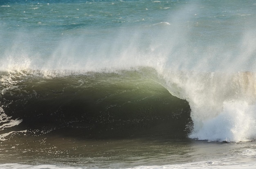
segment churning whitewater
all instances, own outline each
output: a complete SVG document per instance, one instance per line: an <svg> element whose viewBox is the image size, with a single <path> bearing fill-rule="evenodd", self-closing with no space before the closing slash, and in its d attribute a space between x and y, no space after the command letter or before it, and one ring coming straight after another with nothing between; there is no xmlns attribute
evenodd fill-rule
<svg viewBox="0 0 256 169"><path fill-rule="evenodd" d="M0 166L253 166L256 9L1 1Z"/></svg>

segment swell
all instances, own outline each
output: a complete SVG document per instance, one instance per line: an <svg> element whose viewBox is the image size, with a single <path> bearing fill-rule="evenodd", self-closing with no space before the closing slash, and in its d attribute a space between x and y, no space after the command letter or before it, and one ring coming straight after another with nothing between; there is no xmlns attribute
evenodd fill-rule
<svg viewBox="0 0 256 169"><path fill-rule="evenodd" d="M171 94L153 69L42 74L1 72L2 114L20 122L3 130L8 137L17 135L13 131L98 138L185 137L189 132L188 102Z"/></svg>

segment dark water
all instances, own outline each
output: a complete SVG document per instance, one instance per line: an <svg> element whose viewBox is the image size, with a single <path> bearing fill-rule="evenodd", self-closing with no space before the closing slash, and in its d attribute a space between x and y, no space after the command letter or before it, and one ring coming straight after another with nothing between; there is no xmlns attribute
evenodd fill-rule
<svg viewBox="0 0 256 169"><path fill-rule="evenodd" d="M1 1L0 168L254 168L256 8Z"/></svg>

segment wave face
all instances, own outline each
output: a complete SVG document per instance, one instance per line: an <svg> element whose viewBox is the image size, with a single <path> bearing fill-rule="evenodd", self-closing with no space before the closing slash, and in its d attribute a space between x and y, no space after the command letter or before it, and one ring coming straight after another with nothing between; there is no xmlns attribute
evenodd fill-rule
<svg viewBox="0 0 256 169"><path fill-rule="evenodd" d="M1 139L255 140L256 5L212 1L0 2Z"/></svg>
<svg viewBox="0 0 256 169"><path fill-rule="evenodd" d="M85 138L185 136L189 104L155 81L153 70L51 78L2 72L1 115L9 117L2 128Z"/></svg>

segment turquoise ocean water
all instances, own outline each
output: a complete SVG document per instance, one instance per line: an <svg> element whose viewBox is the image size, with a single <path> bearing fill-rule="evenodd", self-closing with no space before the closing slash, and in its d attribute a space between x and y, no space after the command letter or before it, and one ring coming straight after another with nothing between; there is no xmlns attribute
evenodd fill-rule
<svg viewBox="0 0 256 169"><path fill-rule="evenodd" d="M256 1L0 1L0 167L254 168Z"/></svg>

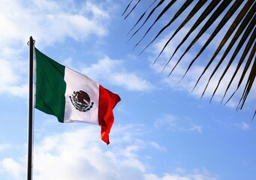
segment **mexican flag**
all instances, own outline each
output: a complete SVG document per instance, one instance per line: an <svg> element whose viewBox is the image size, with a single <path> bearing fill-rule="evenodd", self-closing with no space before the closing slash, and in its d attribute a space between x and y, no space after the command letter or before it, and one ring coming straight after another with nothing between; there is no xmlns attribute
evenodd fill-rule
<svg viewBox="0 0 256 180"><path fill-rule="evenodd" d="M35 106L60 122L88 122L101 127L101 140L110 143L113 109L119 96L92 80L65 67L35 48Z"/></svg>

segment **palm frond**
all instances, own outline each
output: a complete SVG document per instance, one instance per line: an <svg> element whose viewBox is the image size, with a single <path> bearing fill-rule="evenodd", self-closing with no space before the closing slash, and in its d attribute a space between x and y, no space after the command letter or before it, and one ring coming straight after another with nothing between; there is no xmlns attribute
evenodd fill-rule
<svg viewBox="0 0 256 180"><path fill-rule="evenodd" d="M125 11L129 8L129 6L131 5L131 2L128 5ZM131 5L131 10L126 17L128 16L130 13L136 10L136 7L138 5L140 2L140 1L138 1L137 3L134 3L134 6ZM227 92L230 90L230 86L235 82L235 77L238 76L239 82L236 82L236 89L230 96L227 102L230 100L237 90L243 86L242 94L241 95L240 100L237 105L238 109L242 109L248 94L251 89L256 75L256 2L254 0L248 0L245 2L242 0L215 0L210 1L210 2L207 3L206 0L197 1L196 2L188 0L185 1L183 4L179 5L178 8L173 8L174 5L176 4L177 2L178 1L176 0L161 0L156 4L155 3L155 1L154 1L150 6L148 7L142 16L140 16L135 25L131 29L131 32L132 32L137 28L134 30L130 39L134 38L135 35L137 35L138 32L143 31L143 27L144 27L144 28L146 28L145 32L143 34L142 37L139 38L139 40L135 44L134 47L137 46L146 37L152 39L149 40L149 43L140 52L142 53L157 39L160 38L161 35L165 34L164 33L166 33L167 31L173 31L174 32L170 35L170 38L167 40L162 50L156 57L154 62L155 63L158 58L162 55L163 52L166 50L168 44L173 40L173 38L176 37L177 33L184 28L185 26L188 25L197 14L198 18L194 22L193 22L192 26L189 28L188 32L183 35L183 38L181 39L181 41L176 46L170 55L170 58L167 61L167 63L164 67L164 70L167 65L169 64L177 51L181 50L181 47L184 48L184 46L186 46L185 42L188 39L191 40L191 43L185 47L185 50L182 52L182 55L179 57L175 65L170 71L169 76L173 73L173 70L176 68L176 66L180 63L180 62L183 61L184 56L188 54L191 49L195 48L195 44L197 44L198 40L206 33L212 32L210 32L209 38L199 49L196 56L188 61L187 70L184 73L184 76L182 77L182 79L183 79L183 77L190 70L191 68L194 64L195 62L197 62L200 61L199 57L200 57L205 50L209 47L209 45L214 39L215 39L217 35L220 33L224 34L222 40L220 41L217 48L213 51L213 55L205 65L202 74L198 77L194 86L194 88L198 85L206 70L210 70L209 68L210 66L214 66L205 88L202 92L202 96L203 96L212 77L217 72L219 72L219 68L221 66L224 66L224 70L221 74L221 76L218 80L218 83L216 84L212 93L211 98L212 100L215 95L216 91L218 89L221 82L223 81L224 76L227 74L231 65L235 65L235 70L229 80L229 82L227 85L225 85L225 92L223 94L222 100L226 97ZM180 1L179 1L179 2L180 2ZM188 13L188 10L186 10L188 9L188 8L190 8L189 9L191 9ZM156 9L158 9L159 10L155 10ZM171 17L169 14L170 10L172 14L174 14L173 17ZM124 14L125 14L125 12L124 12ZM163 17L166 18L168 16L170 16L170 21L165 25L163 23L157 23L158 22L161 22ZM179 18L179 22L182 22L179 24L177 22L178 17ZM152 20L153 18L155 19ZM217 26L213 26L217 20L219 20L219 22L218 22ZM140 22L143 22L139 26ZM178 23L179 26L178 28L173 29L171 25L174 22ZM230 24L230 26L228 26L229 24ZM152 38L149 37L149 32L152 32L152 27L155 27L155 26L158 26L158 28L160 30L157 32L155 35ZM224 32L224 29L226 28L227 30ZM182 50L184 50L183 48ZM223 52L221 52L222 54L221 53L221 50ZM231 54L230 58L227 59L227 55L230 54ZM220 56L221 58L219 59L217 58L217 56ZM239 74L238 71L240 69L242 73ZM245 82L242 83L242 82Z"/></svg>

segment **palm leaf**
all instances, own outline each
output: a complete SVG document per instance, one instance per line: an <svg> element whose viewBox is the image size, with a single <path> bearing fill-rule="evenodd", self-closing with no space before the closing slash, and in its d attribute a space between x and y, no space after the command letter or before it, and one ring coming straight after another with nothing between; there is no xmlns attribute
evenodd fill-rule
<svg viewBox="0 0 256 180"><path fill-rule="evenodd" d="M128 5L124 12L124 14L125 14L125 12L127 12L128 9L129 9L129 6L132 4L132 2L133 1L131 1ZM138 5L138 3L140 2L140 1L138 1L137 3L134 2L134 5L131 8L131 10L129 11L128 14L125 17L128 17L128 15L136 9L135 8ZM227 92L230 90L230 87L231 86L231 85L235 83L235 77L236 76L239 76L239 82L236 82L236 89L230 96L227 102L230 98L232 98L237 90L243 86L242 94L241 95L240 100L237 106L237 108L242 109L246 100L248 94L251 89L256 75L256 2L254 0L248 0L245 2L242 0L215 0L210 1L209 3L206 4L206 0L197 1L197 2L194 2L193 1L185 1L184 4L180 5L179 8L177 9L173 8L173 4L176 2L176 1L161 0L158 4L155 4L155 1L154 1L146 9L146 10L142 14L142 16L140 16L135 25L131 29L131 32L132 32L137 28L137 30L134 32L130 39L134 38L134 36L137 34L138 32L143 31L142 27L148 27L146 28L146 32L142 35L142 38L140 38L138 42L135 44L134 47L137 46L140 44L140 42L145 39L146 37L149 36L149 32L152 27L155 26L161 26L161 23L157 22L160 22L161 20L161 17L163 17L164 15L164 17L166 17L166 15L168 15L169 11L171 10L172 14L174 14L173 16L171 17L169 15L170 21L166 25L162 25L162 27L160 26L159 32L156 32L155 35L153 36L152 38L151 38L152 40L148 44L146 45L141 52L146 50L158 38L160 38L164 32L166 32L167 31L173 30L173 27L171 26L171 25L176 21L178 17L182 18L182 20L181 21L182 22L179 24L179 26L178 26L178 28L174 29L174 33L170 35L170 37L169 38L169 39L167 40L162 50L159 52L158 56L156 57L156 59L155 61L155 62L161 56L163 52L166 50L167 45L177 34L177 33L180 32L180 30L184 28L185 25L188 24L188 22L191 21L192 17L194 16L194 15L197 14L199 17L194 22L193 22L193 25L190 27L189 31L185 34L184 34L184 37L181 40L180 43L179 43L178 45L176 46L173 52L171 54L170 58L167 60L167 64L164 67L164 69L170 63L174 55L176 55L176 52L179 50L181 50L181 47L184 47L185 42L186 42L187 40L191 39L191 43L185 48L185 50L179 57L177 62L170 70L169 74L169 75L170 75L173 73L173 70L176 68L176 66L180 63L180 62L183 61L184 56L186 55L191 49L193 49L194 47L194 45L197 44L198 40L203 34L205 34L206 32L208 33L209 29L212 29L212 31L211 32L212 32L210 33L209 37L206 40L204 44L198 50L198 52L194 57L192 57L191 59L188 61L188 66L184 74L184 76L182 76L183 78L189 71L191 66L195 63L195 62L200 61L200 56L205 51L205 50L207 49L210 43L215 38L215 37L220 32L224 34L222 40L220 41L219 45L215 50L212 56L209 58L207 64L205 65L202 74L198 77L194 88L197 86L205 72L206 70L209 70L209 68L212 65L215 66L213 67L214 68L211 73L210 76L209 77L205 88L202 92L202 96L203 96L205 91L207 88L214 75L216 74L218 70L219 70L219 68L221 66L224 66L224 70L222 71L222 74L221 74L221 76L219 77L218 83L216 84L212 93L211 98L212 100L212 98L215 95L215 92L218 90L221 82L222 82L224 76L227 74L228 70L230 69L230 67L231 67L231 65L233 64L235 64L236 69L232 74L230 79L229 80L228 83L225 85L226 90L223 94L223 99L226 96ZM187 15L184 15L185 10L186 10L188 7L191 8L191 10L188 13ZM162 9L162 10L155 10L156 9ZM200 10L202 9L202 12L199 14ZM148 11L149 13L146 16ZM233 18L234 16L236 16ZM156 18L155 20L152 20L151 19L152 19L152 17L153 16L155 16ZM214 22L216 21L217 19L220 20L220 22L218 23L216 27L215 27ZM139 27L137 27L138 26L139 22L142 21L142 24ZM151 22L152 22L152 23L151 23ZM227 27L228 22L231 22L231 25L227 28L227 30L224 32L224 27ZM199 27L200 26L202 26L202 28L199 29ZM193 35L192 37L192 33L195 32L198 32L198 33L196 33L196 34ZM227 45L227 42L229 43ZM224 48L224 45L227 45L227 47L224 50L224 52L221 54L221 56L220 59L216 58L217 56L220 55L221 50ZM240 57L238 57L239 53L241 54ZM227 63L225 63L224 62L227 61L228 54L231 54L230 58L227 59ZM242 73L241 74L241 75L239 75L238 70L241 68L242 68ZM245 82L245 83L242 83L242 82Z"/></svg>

════

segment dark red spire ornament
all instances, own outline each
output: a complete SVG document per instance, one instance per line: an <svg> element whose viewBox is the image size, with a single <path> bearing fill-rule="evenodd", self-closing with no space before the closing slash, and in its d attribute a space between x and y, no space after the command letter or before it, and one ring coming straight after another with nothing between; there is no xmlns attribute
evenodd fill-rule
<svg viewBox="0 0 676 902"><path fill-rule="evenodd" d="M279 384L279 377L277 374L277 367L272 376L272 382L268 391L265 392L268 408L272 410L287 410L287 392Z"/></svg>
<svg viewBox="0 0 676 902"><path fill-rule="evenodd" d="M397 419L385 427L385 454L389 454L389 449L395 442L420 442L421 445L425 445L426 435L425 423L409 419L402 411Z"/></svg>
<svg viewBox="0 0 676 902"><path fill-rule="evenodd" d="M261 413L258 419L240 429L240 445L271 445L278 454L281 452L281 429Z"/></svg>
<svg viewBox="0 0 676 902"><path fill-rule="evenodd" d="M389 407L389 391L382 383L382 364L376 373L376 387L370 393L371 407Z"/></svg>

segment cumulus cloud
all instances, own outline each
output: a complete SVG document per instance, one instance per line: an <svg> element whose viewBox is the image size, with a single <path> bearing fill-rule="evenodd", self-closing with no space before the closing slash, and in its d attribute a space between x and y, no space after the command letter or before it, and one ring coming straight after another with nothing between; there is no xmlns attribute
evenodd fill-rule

════

▶ **Cel zadania**
Skopiuj bez żadnych zmian wiersze danych. Zacznij od wiersza z „segment churning whitewater” i idź dalej aż do wiersza z „166L253 166L256 9L1”, włącznie z oboma.

▶ **Rozwiązanie zadania**
segment churning whitewater
all instances, own outline each
output: a complete SVG document per instance, one instance per line: an <svg> element whose viewBox is the image size, with a single <path> bearing fill-rule="evenodd", self-closing with no space before the closing slash, and in its d attribute a space between x and y, no space after the command letter or before it, and one ring coming straight after another with nothing between; there is no xmlns attribute
evenodd fill-rule
<svg viewBox="0 0 256 169"><path fill-rule="evenodd" d="M0 166L253 166L256 9L1 1Z"/></svg>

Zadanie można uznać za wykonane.